WRITTEN REQUEST
Retype the records word for word, from the line containing "of the protest" through the final line of the records, including both of those lines.

[Location identification entries]

- - -

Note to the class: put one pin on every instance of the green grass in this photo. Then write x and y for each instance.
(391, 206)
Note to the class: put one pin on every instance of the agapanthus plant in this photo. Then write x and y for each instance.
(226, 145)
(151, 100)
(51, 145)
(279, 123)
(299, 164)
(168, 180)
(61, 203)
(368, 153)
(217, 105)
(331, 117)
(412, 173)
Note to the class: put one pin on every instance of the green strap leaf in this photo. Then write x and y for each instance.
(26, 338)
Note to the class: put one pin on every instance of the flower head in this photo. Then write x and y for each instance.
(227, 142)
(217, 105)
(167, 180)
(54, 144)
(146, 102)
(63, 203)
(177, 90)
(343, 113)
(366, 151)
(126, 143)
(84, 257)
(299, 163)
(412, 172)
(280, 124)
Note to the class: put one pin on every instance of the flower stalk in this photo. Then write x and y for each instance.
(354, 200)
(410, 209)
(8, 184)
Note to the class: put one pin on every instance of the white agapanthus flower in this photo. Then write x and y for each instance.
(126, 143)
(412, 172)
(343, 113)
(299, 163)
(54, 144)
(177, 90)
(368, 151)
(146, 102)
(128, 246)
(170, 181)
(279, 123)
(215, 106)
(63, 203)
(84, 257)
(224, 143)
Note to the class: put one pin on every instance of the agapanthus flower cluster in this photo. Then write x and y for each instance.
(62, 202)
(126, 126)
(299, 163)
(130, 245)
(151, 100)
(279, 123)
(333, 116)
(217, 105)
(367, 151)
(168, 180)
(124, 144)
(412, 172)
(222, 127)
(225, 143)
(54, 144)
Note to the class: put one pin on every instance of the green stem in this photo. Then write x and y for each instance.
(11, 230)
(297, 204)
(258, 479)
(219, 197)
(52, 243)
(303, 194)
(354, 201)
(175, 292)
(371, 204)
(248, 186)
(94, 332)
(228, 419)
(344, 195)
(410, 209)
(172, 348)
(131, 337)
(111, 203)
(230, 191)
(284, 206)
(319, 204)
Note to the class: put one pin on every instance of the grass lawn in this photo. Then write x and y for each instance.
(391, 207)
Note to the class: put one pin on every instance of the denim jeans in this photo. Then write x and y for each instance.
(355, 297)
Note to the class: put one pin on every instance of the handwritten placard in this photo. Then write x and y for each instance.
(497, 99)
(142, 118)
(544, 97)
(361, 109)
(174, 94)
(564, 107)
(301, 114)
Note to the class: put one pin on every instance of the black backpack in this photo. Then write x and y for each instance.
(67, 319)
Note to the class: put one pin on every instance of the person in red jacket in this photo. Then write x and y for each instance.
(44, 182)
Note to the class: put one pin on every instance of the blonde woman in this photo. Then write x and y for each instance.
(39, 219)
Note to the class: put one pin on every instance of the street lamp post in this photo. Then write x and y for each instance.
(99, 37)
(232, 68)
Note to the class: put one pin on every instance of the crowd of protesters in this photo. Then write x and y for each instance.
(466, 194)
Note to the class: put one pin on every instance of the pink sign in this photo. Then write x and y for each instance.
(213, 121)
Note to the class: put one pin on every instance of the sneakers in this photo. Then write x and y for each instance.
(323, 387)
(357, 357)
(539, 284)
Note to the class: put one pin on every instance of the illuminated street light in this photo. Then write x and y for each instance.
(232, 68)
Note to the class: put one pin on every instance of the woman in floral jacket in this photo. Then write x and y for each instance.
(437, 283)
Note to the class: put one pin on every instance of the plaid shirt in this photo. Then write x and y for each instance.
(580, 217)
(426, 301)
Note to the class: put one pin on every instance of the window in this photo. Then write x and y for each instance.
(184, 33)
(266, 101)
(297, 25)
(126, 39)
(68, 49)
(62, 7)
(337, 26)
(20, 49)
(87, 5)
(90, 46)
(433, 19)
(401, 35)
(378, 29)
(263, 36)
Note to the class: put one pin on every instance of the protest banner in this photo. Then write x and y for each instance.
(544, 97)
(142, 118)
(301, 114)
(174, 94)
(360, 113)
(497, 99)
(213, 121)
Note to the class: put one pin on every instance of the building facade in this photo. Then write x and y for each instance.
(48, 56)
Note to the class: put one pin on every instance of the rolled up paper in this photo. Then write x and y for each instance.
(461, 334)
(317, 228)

- - -

SOLUTION BELOW
Note to the class: put one pin on every instance of the protest banner in this photo. Then write x and y for each instance.
(544, 97)
(142, 118)
(301, 114)
(174, 94)
(360, 113)
(497, 99)
(213, 121)
Note to the class: put one pin on every instance of the building facade in this photo. Then write x and y for each instance.
(48, 56)
Note to the class: put one pin on every instance of the rolled up paper in this photo. Then write x and y for each instance.
(461, 334)
(317, 228)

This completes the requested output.